Ejercicios propuestos:
[1] Según el texto sobre Manolo Erice, ¿dónde estaba y qué hacía el día en que se tomó el retrato descrito?
[2] Prosigue el texto sobre Manolo Erice a partir de su última oración.

Texto propuesto:
+--

El compromiso de Erice
Estoy mirando en una foto su sonrisa limpia de buen navarro. Manolo Erice tenía esa expresión transparente de los hombres rectos
Estoy mirando en una foto su sonrisa limpia de buen navarro. Manolo Erice tenía esa expresión transparente de los hombres rectos. No había dobleces en su rostro: siempre se le notaba si estaba triste o contento, entusiasta o decepcionado. Era una de esas personas que no pueden fingir, uno de los seres menos oblicuos que he conocido. El día de ese retrato —en el Retiro, firmando su libro sobre Trump— ya sabía que estaba enfermo y que no era un pronóstico para hacerse ilusiones. Hay que tener un ánimo ejemplar para sonreírle así a la existencia cuando ya te ha dicho que te vayas despidiendo de ella.

+--

Listado seleccionado:

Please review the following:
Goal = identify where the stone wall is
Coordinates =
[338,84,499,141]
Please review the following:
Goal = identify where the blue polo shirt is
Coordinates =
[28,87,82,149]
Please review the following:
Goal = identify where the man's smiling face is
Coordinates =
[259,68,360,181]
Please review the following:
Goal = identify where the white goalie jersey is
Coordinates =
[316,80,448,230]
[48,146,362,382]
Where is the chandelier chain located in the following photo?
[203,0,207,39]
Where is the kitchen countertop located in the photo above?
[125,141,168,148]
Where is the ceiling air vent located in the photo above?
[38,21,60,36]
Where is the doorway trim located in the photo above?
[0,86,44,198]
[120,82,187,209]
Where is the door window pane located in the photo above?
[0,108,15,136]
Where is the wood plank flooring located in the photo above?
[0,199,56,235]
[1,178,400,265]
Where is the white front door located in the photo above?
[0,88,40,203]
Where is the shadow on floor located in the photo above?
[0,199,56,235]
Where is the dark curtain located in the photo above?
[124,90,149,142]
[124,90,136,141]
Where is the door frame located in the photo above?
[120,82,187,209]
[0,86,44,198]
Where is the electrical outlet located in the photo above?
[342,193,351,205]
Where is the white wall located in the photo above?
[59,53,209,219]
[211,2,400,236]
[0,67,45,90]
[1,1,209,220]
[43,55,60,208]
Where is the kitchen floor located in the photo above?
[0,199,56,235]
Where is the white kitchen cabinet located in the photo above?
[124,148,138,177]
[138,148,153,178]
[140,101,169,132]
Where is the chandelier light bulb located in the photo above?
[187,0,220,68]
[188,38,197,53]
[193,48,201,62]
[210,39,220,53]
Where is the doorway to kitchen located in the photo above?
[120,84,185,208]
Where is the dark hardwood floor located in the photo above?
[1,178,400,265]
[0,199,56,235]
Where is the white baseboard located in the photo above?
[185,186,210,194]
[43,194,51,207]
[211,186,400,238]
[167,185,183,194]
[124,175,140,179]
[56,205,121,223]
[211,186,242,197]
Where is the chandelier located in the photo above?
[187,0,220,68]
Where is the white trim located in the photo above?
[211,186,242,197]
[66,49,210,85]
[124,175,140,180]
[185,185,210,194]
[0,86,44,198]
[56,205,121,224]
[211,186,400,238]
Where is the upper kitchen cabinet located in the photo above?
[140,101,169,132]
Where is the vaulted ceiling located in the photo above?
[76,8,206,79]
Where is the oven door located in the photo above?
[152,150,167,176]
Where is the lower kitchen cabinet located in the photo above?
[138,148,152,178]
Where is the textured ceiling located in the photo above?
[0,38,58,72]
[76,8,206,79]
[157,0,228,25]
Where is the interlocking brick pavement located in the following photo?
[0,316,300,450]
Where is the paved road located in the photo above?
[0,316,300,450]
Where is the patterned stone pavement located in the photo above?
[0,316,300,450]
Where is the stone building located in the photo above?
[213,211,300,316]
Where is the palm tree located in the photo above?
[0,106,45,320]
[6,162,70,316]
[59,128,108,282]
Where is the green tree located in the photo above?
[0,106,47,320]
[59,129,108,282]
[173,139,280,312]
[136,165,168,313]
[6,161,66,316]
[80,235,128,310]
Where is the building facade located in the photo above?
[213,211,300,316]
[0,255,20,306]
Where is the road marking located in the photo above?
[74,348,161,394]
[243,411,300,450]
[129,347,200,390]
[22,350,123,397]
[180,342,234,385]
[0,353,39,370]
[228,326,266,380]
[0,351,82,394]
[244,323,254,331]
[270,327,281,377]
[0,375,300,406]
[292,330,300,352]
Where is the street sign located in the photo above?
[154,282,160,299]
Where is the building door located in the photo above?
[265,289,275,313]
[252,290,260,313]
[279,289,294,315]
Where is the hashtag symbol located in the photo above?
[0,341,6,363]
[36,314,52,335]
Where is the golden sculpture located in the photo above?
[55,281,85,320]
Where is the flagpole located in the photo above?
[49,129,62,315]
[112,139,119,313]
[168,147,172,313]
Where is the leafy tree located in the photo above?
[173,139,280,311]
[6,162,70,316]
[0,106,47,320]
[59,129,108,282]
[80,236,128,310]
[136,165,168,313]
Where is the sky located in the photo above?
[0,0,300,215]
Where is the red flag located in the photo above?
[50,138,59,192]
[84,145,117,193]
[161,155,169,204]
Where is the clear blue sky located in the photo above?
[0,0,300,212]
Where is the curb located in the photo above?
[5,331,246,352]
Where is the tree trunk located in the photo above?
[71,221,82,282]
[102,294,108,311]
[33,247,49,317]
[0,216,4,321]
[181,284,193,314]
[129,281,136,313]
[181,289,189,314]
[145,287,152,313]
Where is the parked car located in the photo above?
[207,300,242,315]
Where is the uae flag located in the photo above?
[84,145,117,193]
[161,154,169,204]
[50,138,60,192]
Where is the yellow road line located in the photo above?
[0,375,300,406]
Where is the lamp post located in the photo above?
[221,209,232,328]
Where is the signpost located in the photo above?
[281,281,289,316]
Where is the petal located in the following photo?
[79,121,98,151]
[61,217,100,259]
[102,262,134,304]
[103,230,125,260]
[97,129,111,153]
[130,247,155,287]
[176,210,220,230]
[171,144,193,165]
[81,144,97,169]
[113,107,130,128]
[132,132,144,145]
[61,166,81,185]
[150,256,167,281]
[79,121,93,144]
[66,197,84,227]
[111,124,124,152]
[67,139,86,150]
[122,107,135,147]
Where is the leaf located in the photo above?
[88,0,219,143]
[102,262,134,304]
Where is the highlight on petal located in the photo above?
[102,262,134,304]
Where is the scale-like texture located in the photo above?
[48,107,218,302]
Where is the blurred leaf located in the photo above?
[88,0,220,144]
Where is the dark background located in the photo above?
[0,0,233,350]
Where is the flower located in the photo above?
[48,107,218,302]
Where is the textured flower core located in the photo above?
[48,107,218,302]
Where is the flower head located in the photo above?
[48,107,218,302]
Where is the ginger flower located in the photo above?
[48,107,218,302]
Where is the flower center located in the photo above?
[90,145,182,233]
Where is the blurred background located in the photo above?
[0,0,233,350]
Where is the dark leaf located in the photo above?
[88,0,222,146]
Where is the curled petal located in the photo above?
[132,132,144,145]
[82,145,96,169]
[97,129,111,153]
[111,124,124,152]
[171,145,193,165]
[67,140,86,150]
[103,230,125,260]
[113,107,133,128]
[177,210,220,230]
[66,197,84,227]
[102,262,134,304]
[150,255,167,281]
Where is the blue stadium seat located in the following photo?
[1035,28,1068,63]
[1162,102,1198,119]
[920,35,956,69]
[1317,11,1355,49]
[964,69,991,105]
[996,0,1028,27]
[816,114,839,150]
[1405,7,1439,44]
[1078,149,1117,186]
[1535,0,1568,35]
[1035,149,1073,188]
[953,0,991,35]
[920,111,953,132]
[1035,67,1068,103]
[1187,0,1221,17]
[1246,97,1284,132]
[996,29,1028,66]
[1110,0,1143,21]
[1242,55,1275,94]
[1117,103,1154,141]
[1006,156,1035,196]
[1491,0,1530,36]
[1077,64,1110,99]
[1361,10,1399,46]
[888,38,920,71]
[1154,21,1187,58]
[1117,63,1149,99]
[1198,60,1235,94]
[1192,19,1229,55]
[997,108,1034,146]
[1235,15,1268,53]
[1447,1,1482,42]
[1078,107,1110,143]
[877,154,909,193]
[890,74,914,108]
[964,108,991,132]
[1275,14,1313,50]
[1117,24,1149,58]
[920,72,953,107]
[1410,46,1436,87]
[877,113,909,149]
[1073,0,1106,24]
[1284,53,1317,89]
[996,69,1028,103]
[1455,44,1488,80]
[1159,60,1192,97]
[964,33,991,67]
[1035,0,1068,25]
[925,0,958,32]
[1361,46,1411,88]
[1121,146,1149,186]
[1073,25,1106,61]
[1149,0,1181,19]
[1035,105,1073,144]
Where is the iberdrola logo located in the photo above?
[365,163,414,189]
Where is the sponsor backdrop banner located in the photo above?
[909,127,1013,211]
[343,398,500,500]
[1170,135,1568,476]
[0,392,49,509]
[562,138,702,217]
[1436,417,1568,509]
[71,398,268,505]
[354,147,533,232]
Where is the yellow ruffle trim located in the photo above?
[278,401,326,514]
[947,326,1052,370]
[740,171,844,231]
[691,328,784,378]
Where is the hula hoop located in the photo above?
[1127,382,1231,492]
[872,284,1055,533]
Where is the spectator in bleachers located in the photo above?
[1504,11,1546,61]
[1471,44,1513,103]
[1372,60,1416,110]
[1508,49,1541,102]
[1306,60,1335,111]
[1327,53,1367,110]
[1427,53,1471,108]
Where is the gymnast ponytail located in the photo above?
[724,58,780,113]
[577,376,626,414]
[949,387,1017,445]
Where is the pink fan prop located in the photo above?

+--

Soluciones del ejercicio:
[1] Estaba en el Retiro, firmando su libro sobre Trump.

[2]
Erice lo tenía. Y para mucho más. Por ejemplo, para cubrir una campaña electoral en los Estados Unidos y mandar crónicas desde una sala de quimio. O para decirle a Mayte Alcaraz, hace apenas unos días, que empezase a escribir su obituario. Allá por 2005, siendo director de ABC, traje a Manuel desde Valladolid a la jefatura de redacción de Nacional, con Mayte como su jefa directa. Juan Carlos Martínez Gauna y Eduardo Sanmartín son testigos del tándem profesional que formaron en unas circunstancias bastante complejas. De allí nació una amistad que se enlaza hoy más allá de la muerte, como un bucle póstumo, en una necrológica que Alcaraz ha escrito con la tinta de sus lágrimas. El encargo más duro de su vida.
En periodismo solemos acatar una regla sobre las notas funerarias: no redactarlas en primera persona. Hoy, en la Casa de ABC, tenemos coartada para saltarnos esa norma. Se ha muerto uno de los nuestros, un periodista ejemplar, de una fe inquebrantable en el oficio. De raza, decimos: de la raza de los que han nacido para contar historias y para ser testigos de la Historia. Con pasión, con energía, con compromiso. Sin dogmatismos, sin prejuicios, sin miradas sesgadas por el apriorismo o la ideología. Con la entrega de una vocación a sangre y fuego que lo mantuvo hasta el final en su puesto. Narrándole al mundo la presidencia americana más polémica del siglo. Lo disfrutó, con la enfermedad a cuestas, ganándole tiempo al destino, volviéndole la cara a la desdicha. Era su misión y nunca quiso ni supo hacer otra cosa que cumplirla.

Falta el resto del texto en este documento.